§ Exercise task:
Show every line in the entries below that contains the word "coat".

##### Records to process #####

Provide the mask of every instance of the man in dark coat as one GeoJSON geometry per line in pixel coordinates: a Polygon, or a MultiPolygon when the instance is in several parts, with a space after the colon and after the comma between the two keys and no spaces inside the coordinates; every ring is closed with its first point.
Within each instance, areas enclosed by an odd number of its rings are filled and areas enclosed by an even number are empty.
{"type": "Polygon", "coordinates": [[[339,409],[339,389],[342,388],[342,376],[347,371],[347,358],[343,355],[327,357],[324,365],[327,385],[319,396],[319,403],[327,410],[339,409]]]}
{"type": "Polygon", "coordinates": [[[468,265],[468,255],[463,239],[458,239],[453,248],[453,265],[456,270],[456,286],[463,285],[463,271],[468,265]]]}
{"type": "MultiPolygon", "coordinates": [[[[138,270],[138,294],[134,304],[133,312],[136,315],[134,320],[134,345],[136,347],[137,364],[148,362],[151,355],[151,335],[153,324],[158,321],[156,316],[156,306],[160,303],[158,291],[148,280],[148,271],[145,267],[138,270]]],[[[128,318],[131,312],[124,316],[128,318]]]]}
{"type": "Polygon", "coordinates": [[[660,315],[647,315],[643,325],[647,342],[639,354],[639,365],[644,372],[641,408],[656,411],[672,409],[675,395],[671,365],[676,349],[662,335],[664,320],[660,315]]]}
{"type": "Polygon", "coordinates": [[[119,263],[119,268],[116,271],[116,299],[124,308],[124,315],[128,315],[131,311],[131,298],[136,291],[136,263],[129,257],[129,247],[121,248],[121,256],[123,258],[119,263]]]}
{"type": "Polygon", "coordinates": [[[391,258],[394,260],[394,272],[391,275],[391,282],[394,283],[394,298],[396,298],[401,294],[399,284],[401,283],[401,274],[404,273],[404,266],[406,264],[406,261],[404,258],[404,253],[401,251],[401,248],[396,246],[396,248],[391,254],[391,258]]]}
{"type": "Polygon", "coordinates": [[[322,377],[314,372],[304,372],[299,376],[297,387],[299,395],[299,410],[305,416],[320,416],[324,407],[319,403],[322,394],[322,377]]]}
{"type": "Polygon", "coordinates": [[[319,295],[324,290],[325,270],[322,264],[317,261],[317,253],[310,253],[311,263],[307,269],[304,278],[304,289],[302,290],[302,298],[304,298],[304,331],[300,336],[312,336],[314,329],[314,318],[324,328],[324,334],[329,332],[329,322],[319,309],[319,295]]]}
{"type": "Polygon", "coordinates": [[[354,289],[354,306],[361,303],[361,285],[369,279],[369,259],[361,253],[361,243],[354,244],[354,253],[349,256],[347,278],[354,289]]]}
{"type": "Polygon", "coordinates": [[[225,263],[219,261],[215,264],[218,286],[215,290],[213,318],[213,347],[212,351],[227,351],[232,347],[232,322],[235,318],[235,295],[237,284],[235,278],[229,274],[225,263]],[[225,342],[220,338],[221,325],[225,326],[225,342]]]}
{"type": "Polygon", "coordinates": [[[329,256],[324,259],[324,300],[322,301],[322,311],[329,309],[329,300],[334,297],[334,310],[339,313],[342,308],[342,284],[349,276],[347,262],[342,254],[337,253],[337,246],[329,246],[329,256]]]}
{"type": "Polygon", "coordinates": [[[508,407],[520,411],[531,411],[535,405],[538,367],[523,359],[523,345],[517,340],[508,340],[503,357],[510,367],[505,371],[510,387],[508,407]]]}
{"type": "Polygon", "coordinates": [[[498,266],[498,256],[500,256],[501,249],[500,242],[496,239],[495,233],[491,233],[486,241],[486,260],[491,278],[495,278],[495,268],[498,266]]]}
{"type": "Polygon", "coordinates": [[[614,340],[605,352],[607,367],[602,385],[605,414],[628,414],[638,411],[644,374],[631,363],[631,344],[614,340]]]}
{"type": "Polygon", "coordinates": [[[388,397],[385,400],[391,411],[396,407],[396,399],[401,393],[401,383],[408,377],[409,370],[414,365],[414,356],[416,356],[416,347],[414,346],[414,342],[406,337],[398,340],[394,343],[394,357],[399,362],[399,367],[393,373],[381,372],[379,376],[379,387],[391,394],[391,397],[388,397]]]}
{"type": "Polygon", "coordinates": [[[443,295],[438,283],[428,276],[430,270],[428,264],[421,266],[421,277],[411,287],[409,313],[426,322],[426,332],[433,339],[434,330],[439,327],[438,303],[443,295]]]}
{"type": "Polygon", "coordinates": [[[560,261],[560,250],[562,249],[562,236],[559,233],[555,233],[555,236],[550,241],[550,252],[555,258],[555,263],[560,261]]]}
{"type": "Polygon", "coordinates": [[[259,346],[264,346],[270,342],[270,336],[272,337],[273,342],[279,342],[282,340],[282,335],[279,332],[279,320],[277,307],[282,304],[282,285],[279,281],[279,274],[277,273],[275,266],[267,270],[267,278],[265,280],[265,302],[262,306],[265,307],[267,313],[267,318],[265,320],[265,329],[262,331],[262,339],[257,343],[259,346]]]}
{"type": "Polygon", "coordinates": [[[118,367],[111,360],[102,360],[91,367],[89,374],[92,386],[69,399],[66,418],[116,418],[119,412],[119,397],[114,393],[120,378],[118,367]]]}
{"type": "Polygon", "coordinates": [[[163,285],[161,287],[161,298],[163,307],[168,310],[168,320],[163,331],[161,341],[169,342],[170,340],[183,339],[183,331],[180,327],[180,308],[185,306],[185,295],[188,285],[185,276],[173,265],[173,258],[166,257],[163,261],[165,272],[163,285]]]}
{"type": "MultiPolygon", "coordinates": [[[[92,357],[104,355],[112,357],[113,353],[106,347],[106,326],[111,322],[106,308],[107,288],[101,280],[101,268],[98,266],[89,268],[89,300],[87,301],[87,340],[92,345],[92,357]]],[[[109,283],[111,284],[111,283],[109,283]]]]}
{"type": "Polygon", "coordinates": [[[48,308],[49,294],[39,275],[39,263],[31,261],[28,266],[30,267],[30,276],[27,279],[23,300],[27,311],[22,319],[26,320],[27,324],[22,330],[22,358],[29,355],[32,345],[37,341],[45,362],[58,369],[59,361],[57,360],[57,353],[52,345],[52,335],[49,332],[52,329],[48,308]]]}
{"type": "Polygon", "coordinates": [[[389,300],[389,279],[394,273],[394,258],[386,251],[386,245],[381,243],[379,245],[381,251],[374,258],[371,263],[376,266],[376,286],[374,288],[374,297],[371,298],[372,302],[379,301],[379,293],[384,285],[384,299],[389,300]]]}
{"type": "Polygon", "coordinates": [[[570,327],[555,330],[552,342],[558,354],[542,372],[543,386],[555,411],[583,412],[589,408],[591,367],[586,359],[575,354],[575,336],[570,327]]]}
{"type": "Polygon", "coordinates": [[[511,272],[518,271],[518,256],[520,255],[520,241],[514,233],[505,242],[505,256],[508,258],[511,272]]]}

#####
##### Records to process #####

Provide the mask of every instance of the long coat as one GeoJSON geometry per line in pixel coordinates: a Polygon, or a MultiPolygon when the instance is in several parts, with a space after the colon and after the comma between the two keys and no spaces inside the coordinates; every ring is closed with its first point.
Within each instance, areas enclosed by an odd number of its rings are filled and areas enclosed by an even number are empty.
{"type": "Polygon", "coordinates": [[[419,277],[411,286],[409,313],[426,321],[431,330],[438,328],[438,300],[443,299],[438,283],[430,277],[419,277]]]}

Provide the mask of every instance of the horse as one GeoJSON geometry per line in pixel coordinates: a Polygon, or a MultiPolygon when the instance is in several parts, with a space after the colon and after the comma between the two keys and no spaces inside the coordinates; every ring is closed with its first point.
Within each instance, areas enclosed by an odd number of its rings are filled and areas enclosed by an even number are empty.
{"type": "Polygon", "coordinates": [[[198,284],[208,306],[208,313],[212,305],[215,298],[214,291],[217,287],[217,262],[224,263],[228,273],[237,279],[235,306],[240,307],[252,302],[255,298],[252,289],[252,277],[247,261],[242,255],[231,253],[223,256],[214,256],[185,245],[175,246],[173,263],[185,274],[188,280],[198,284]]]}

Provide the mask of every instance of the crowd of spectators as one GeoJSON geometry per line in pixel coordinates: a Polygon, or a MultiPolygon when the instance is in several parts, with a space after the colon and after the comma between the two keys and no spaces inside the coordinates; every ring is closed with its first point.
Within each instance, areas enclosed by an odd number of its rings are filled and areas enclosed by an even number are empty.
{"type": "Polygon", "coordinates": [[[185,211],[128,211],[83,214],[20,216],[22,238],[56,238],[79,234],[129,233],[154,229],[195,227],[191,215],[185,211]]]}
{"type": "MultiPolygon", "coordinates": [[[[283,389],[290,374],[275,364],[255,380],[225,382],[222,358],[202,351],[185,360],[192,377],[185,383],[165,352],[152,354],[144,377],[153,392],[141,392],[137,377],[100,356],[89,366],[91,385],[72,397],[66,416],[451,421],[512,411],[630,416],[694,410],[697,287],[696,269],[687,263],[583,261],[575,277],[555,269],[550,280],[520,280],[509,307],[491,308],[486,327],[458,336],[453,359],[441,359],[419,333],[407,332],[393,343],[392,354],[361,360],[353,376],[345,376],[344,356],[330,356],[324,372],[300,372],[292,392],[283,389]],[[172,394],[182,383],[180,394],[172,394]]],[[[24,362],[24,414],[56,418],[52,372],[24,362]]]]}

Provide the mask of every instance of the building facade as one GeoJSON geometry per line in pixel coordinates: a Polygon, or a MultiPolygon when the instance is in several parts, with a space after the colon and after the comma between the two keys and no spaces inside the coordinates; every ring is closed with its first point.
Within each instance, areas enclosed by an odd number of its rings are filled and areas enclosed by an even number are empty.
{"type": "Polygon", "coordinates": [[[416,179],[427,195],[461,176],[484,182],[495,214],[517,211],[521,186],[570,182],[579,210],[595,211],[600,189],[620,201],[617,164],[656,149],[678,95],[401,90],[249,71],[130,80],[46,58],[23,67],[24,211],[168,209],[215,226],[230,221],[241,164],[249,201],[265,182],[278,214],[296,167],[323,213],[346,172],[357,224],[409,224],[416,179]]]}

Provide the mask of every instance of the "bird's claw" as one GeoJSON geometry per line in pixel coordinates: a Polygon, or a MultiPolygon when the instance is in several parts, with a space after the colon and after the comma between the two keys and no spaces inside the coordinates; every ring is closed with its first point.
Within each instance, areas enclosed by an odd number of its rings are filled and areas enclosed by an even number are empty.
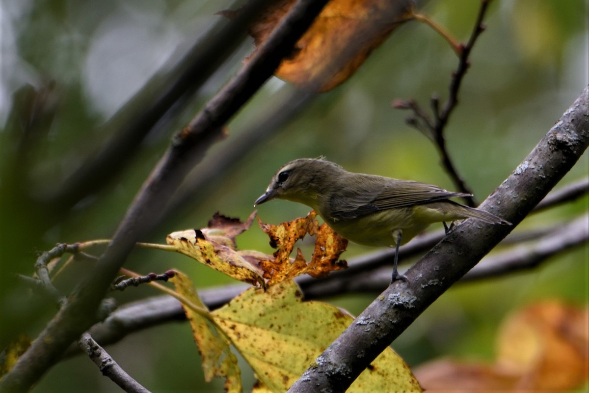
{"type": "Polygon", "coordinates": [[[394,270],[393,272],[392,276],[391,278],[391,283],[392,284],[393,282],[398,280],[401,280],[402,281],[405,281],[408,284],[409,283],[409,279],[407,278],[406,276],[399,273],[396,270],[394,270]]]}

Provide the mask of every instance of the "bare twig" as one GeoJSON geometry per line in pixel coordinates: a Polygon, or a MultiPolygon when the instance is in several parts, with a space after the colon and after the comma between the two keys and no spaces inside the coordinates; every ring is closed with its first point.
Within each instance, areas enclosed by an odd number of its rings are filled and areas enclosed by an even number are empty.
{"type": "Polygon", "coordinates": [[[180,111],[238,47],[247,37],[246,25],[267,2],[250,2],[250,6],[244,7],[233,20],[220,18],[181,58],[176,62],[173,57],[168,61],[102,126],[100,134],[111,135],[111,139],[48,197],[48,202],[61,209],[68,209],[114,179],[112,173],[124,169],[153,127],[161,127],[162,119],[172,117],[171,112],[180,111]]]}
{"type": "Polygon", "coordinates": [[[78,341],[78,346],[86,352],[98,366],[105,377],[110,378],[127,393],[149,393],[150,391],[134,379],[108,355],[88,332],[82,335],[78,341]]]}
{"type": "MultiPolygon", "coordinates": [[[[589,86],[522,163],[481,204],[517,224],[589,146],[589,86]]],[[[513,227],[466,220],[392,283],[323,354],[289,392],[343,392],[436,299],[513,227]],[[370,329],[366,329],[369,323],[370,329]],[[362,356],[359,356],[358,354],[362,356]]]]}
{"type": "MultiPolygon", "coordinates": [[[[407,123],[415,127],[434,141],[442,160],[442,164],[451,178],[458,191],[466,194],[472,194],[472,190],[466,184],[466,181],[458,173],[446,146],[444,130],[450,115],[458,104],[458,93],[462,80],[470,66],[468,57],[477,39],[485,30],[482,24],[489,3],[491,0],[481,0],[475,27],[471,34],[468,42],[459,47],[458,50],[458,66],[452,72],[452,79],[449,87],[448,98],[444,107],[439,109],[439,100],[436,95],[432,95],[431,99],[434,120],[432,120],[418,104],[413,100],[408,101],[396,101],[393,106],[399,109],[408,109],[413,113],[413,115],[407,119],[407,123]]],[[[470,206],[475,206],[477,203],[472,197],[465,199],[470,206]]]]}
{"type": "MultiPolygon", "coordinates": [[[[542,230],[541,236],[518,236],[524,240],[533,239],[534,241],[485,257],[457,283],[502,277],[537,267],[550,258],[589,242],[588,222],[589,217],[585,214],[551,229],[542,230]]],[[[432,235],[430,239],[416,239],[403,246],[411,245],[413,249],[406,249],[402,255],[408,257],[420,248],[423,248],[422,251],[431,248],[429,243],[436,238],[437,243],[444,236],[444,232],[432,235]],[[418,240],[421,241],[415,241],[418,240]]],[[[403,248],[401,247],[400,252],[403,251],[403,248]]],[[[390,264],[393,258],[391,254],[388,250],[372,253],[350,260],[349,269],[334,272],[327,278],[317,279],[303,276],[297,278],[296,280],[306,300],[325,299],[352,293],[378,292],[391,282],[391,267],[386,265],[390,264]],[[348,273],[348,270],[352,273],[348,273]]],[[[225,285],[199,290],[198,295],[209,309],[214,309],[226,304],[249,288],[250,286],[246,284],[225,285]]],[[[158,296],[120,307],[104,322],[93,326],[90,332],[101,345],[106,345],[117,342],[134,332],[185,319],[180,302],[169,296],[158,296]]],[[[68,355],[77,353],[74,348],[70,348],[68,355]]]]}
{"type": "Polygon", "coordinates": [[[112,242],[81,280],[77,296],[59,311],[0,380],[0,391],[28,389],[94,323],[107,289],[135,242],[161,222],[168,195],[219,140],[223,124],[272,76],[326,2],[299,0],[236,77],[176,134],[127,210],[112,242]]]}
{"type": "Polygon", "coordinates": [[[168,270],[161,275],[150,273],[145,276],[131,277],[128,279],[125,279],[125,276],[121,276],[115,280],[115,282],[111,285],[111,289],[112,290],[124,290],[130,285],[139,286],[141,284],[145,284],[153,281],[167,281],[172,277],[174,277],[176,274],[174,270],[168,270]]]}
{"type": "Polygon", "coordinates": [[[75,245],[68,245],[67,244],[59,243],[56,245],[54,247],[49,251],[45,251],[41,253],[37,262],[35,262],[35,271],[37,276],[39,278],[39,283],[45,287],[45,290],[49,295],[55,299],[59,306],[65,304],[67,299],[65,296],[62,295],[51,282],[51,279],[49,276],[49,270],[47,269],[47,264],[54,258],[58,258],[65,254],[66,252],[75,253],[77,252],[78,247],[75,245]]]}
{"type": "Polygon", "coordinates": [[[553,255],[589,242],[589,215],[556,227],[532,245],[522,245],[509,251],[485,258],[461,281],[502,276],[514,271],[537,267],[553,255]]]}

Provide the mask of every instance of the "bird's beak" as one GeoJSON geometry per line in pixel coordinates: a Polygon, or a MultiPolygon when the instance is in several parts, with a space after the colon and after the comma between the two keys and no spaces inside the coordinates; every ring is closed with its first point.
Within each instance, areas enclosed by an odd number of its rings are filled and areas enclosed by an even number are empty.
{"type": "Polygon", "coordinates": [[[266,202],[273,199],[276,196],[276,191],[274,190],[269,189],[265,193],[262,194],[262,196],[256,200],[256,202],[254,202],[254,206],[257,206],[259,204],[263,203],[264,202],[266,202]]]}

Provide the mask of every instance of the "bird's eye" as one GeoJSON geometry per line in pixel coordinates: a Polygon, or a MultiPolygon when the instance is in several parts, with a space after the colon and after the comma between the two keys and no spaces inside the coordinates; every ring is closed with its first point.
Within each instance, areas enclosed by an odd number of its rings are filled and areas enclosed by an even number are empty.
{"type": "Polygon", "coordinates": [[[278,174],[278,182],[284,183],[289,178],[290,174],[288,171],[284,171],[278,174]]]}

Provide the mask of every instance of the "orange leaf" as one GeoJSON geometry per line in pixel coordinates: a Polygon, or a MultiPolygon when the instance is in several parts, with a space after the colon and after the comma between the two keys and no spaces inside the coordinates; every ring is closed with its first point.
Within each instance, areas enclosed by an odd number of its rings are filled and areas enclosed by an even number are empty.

#####

§ Result of this task:
Provide the mask of every instance of the man in dark coat as one GeoJSON geometry per line in pixel coordinates: a Polygon, or a MultiPolygon when the instance is in several parts, with a space after the colon and after the comma between the two keys and no spaces inside the coordinates; every ring is closed with its first point.
Provide the mask of every instance of the long coat as one GeoJSON geometry per line in pixel coordinates: a Polygon, or a MultiPolygon when the instance is in several parts, with a space after the colon and after the comma between the two keys and no spaces inside the coordinates; every ring is closed with its first point.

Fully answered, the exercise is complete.